◆ Exercise passage

Does it matter if we are transparent about using ChatGPT?

Imagine that at the top of each piece of writing each author had included “The following was first written by ChatGPT and then collaboratively edited and changed by myself and ChatGPT.” Will the recipient react the same way in each case? I suspect both recipients might start with an intuitive resistance, thinking “hey, that’s cheating.” However, once each of them reads the content, I think the reactions will diverge. If the student gets good, useful feedback, they may not care as much that generative AI was used in its creation. Ramon’s professor, however, will continue to care deeply about how, exactly, ChatGPT was involved.

Does it matter that one is for a grade?

Ramon’s essay is going to be graded, but Dr. Algon’s feedback is not. Does that matter? Maybe a little. Ramon is expected to adhere to a student code of conduct, which may include language that deems his use of ChatGPT a breach of academic integrity. There is no similar policy dictating that Dr. Algon’s feedback must be her original work. But then again, very few faculty would say that the standards of academic integrity are somehow one-sided. We would never say that while students much avoid plagiarism, faculty are free to claim other’s work as their own.

Is it the words that matter, or are they a proxy?

When Dr. Along’s student reads the essay feedback, the content of the feedback is what matters. For both the author, Dr. Algon, and their student, what matters is that the feedback is appropriate, useful, actionable, etc. The feedback itself is the only goal here. The student doesn’t need (or want) to know what was going on in Dr. Algon’s mind when writing the feedback, they just want good feedback! If there is a tool that makes this more efficient and effective, whether that is stock text to be copied and pasted, or ChatGPT, why would the student care if Dr. Algon uses it?

On the other hand, Ramon’s Principle of Management professor does not actually care about the words Ramon writes (aside from mild curiosity about the personalized parts). The Management Professor knows the topic of the essay very well and isn’t seeking new insights from their students. Instead, the content of the writing is a proxy. The Management Professor, like so many of their colleagues, assigns an essay like this believing that if a student can write a 2-page analysis of Fayon’s “General and Industrial Administration,” it implies the student has actually learned useful management concepts. That learning is what the professor actually cares about. The content of the writing is treated as indirect evidence of student understanding, or even skill. This is one reason plagiarism is considered academic misconduct. If Ramon submits someone else’s writing, then the writing is no longer a proxy for Ramon’s understanding. The premise of the essay is broken, making the assessment invalid.

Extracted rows
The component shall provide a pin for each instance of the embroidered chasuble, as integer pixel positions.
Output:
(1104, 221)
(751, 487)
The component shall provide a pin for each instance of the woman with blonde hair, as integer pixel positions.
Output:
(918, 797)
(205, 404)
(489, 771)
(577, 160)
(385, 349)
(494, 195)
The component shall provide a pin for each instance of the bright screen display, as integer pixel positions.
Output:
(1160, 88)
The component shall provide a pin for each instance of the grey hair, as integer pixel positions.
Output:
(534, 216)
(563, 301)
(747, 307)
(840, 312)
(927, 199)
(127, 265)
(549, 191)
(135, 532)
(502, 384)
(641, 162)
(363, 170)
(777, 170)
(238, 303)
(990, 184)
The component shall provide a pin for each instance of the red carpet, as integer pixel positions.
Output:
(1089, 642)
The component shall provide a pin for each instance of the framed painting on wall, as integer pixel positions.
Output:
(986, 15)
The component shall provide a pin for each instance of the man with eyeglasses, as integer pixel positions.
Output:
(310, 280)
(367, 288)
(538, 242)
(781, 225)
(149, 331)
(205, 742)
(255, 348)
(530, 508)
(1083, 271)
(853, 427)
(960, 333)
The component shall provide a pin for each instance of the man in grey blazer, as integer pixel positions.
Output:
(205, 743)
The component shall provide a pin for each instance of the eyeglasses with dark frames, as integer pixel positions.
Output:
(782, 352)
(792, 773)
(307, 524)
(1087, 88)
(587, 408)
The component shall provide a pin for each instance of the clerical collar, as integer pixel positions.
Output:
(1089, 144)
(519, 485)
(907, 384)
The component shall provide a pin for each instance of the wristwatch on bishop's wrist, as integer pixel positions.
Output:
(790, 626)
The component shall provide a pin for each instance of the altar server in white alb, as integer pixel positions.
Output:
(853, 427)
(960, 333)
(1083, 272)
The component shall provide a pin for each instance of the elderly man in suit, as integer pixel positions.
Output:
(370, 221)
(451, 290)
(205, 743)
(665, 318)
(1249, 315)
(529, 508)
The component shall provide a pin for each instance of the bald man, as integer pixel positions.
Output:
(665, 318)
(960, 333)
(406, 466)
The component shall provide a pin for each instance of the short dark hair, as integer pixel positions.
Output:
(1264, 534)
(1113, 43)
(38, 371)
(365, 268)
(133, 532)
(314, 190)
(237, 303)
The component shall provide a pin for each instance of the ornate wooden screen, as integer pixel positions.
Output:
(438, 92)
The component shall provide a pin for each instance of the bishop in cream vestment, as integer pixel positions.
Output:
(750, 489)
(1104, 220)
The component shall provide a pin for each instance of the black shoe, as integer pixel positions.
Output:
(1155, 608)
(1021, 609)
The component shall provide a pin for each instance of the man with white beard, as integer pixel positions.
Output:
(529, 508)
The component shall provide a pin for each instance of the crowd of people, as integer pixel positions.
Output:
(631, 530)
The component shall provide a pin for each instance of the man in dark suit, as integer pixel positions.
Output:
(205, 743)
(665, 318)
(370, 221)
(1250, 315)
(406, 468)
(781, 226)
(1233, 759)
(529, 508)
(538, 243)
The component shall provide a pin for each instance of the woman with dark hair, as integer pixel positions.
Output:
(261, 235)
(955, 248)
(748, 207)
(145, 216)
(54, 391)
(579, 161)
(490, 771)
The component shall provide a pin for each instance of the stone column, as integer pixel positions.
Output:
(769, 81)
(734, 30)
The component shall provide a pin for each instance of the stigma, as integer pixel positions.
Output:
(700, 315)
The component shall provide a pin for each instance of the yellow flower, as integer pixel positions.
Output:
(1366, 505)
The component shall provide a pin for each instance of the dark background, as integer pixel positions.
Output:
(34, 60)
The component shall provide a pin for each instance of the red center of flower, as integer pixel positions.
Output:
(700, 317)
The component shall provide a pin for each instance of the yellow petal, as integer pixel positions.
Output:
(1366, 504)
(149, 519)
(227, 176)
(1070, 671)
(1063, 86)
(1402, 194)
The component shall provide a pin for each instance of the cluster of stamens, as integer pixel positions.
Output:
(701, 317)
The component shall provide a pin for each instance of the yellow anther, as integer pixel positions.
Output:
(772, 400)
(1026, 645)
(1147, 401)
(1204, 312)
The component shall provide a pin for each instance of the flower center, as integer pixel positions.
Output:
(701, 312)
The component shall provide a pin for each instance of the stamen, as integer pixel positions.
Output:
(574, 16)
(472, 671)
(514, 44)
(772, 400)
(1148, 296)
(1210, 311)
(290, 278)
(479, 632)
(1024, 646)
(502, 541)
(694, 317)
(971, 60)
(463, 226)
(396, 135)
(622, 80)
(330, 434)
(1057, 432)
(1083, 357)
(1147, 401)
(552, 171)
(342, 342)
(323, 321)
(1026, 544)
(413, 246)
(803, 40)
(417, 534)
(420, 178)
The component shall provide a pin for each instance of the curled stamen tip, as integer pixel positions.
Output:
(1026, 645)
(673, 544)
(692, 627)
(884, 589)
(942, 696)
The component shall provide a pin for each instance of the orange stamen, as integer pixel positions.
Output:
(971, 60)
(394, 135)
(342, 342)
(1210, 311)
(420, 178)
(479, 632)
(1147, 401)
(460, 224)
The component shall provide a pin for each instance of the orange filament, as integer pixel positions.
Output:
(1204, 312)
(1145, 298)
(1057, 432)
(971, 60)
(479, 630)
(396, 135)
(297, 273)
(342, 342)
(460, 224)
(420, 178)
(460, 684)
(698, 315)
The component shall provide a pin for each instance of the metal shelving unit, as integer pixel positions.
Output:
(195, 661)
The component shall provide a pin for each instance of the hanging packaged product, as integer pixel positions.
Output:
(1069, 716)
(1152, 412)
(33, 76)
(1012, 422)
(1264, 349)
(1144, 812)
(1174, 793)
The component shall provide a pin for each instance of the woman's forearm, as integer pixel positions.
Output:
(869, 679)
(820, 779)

◆ How to complete this task
Copy the passage on ChatGPT and academic writing word for word, between "Does it matter that" and "they a proxy?", inclusive.

◆ Worked solution
Does it matter that one is for a grade?

Ramon’s essay is going to be graded, but Dr. Algon’s feedback is not. Does that matter? Maybe a little. Ramon is expected to adhere to a student code of conduct, which may include language that deems his use of ChatGPT a breach of academic integrity. There is no similar policy dictating that Dr. Algon’s feedback must be her original work. But then again, very few faculty would say that the standards of academic integrity are somehow one-sided. We would never say that while students much avoid plagiarism, faculty are free to claim other’s work as their own.

Is it the words that matter, or are they a proxy?